# START OF DOCUMENT SEGMENT
Tan Qiang 谭强

Personal information
- Born: 16 September 1998 (age 27) Nanjing, China
- Height: 1.75 m (5 ft 9 in)

Sport
- Country: China
- Sport: Badminton
- Handedness: Right
- Retired: 20 August 2024

Men's & mixed doubles
- Highest ranking: 10 (MD with He Jiting, 23 July 2019) 156 (XD, 20 April 2017)
- BWF profile

Medal record
Men's badminton
Representing China
World Championships
| Silver medal – second place | 2021 Huelva | Men's doubles |
Sudirman Cup
| Gold medal – first place | 2021 Vantaa | Mixed team |
Thomas Cup
| Silver medal – second place | 2020 Aarhus | Men's team |
Asia Mixed Team Championships
| Gold medal – first place | 2019 Hong Kong | Mixed team |
| Gold medal – first place | 2023 Dubai | Mixed team |
Asia Team Championships
| Silver medal – second place | 2018 Alor Setar | Men's team |
World University Games
| Gold medal – first place | 2021 Chengdu | Men's doubles |
| Silver medal – second place | 2021 Chengdu | Mixed team |
World Junior Championships
| Gold medal – first place | 2015 Lima | Mixed team |
| Gold medal – first place | 2016 Bilbao | Mixed team |
Asian Junior Championships
| Gold medal – first place | 2015 Bangkok | Mixed team |
| Gold medal – first place | 2016 Bangkok | Mixed team |
| Silver medal – second place | 2016 Bangkok | Boys' doubles |
| Bronze medal – third place | 2015 Bangkok | Boys' doubles |

= Tan Qiang =

Chinese badminton player (born 1998)

Tan Qiang (谭强; born 16 September 1998) is a Chinese badminton player. In 2015, he won the bronze medal at the Asian Junior Championships in the boys' doubles event partnered with Ren Xiangyu, and in 2016, won the silver medal partnered with He Jiting. In 2017, he became the runner-up at the China International tournament in the mixed doubles event partnered with Xu Ya. In 2023, he helped the national team win the 2023 Asia Mixed Team Championships, and won the postponed Summer World University Games with Ren Xiangyu.
# END OF DOCUMENT SEGMENT
# START OF STORED RECORDS
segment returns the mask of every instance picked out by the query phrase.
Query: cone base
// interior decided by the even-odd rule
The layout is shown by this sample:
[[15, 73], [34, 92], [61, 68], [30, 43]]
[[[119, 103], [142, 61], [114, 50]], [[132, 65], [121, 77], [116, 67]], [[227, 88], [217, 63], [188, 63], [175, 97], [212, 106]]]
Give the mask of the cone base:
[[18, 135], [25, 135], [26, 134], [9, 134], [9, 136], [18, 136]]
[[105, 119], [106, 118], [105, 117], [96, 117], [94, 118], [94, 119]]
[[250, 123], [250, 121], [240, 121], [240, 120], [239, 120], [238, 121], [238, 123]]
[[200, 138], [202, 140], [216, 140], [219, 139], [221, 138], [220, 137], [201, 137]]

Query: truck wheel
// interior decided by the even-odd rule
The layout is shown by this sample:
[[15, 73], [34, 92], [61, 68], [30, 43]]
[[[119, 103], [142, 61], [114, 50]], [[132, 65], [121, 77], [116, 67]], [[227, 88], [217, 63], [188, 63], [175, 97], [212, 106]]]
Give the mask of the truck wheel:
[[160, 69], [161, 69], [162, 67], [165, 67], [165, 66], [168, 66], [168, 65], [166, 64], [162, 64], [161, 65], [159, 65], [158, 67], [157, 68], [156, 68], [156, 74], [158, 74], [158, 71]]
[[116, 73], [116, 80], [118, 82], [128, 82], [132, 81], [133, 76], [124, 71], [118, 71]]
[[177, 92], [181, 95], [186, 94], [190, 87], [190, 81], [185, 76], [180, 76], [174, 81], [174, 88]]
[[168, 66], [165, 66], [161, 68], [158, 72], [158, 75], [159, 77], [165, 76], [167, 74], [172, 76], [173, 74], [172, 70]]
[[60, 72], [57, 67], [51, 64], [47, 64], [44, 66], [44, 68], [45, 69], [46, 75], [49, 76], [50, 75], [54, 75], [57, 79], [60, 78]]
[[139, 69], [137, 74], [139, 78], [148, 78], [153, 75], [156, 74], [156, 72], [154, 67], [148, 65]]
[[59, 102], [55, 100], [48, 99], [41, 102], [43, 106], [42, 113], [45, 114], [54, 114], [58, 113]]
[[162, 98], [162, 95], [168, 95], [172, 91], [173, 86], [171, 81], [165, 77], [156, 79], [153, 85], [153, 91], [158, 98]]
# END OF STORED RECORDS
-- WRITTEN TASKS --
[a] In the Tan Qiang profile, who was his partner when he won the silver medal at the 2016 Asian Junior Championships?
[b] The Tan Qiang profile gives two different numbers as his highest ranking. Explain why in one to three sentences.
[c] Write out the passage of the Tan Qiang profile starting at "Chinese badminton player (born" and ending at "with Ren Xiangyu.".

-- WORKED ANSWERS --
[a] He Jiting

[b] The rankings cover two separate events. He reached 10 in men's doubles with He Jiting on 23 July 2019 and 156 in mixed doubles on 20 April 2017.

[c]
Chinese badminton player (born 1998)

Tan Qiang (谭强; born 16 September 1998) is a Chinese badminton player. In 2015, he won the bronze medal at the Asian Junior Championships in the boys' doubles event partnered with Ren Xiangyu, and in 2016, won the silver medal partnered with He Jiting. In 2017, he became the runner-up at the China International tournament in the mixed doubles event partnered with Xu Ya. In 2023, he helped the national team win the 2023 Asia Mixed Team Championships, and won the postponed Summer World University Games with Ren Xiangyu.